While Issue 26 did not center around a specific subject, several themes emerged from the submissions. In this section, artists explore how values and beliefs arise, are expressed, and come to be re-examined through materials and cultures tied to the physical.
Cody Norton: Post Primary: After Hours, installation, 2021
Post Primary is a piece discussing the revisitation of past involvements in dove hunting while growing up in the South. While growing up in a small town in Central Texas, artist Cody Norton was raised in a family heavily involved in the sport of hunting. This piece is discussing the repetition that occurs when trying to perfect the sport of dove hunting. And trying over, and over again to blend in and fit into his family complex dynamics. It felt as if for years, he would never accomplish this feat, at the expense of another being’s life. Norton is dealing with the complicated relationship involved with this sport and trying to discover his belonging to his family.
Lauren Crawford: The Garden, oil on paper, 2020
Lauren Crawford: The Machine in the Garden, CMYK screen print, 2021
The Machine in the Garden series contemplates the reproduction and proliferation of ideas in the age of the machine. Leo Marx identified literary archetypes that lamented the sweep from pastoral to progressive ideals.

» **DATA LISTING**
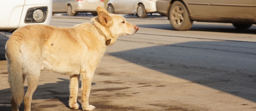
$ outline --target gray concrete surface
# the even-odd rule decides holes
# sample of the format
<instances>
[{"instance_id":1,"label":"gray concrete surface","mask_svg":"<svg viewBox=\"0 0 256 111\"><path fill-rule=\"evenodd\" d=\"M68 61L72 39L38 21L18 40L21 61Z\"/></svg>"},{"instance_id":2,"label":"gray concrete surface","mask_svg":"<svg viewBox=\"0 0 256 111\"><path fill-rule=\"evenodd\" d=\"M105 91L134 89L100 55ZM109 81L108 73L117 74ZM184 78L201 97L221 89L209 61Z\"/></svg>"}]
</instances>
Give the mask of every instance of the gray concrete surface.
<instances>
[{"instance_id":1,"label":"gray concrete surface","mask_svg":"<svg viewBox=\"0 0 256 111\"><path fill-rule=\"evenodd\" d=\"M54 16L51 25L72 27L92 17ZM256 27L240 30L195 22L190 30L179 31L166 18L126 18L140 28L119 37L102 58L89 98L95 110L256 110ZM0 111L11 109L3 57L10 35L4 35L0 33ZM81 110L68 108L68 76L42 71L39 84L32 110Z\"/></svg>"}]
</instances>

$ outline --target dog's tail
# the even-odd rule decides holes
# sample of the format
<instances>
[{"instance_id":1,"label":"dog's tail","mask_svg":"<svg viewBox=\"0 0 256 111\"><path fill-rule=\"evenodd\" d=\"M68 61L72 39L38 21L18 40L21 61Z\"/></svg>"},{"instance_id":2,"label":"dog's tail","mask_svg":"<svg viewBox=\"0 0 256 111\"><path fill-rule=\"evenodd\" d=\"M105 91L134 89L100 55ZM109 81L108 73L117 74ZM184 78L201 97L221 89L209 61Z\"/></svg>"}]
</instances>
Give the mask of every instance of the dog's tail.
<instances>
[{"instance_id":1,"label":"dog's tail","mask_svg":"<svg viewBox=\"0 0 256 111\"><path fill-rule=\"evenodd\" d=\"M24 93L20 50L21 37L14 33L13 35L5 45L5 56L9 72L8 82L12 92L11 101L12 106L19 106L23 100Z\"/></svg>"}]
</instances>

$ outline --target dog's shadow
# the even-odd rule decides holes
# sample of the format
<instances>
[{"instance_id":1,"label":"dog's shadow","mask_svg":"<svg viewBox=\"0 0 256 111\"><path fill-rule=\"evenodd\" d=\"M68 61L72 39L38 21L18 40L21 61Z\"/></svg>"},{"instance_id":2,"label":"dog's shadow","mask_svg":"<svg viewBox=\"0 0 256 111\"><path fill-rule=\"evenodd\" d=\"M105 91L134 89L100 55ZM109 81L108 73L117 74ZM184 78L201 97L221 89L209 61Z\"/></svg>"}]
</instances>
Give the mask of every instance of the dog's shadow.
<instances>
[{"instance_id":1,"label":"dog's shadow","mask_svg":"<svg viewBox=\"0 0 256 111\"><path fill-rule=\"evenodd\" d=\"M58 79L61 80L57 81L57 83L47 83L39 85L33 94L32 100L45 100L47 101L59 101L63 103L67 107L69 108L68 105L69 80L61 78ZM92 83L91 84L92 85L95 84L95 83ZM81 87L81 81L80 81L79 88ZM24 87L24 88L26 93L27 87ZM12 95L11 89L8 88L0 90L0 94L2 99L0 101L0 111L11 110L10 101ZM77 100L81 99L81 97L78 96ZM78 101L77 102L79 105L81 105L79 101ZM32 102L31 106L33 105L33 104ZM31 107L31 109L32 108ZM21 103L19 109L20 111L23 110L24 102ZM82 110L81 107L79 107L79 109Z\"/></svg>"}]
</instances>

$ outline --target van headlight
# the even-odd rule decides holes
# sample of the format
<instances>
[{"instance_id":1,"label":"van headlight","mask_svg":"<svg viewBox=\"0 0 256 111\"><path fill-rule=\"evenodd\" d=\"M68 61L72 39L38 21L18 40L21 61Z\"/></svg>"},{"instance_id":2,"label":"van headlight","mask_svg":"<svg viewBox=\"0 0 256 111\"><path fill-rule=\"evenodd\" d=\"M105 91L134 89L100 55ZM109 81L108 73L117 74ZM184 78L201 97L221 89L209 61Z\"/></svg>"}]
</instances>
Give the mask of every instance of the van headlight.
<instances>
[{"instance_id":1,"label":"van headlight","mask_svg":"<svg viewBox=\"0 0 256 111\"><path fill-rule=\"evenodd\" d=\"M36 22L39 22L44 18L44 12L41 9L37 9L33 13L33 19Z\"/></svg>"},{"instance_id":2,"label":"van headlight","mask_svg":"<svg viewBox=\"0 0 256 111\"><path fill-rule=\"evenodd\" d=\"M48 12L47 6L30 8L27 11L24 22L25 23L43 23L46 20Z\"/></svg>"}]
</instances>

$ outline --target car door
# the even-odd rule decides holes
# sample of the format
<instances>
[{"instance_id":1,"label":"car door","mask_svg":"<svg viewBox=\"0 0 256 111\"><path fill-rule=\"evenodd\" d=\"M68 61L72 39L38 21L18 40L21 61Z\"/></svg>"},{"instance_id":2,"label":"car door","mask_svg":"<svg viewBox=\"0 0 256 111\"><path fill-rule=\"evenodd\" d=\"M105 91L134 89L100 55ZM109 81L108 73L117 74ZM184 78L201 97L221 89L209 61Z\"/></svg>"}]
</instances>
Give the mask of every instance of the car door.
<instances>
[{"instance_id":1,"label":"car door","mask_svg":"<svg viewBox=\"0 0 256 111\"><path fill-rule=\"evenodd\" d=\"M210 2L215 0L184 0L191 16L212 16Z\"/></svg>"},{"instance_id":2,"label":"car door","mask_svg":"<svg viewBox=\"0 0 256 111\"><path fill-rule=\"evenodd\" d=\"M117 14L127 14L129 10L128 6L129 0L116 0L117 8L114 9L115 12Z\"/></svg>"},{"instance_id":3,"label":"car door","mask_svg":"<svg viewBox=\"0 0 256 111\"><path fill-rule=\"evenodd\" d=\"M53 0L53 12L66 12L68 0Z\"/></svg>"},{"instance_id":4,"label":"car door","mask_svg":"<svg viewBox=\"0 0 256 111\"><path fill-rule=\"evenodd\" d=\"M254 0L215 0L211 5L213 16L216 17L253 18Z\"/></svg>"},{"instance_id":5,"label":"car door","mask_svg":"<svg viewBox=\"0 0 256 111\"><path fill-rule=\"evenodd\" d=\"M25 0L3 0L0 7L0 29L16 29L19 26ZM24 21L22 21L24 22Z\"/></svg>"}]
</instances>

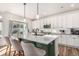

» **WHAT NEEDS TO BE DONE**
Copy the entire Issue 26 artwork text above word for word.

» **CORRECT ANSWER**
While Issue 26 did not center around a specific subject, several themes emerged from the submissions. In this section, artists explore how values and beliefs arise, are expressed, and come to be re-examined through materials and cultures tied to the physical.
Cody Norton: Post Primary: After Hours, installation, 2021
Post Primary is a piece discussing the revisitation of past involvements in dove hunting while growing up in the South. While growing up in a small town in Central Texas, artist Cody Norton was raised in a family heavily involved in the sport of hunting. This piece is discussing the repetition that occurs when trying to perfect the sport of dove hunting. And trying over, and over again to blend in and fit into his family complex dynamics. It felt as if for years, he would never accomplish this feat, at the expense of another being’s life. Norton is dealing with the complicated relationship involved with this sport and trying to discover his belonging to his family.
Lauren Crawford: The Garden, oil on paper, 2020
Lauren Crawford: The Machine in the Garden, CMYK screen print, 2021
The Machine in the Garden series contemplates the reproduction and proliferation of ideas in the age of the machine. Leo Marx identified literary archetypes that lamented the sweep from pastoral to progressive ideals.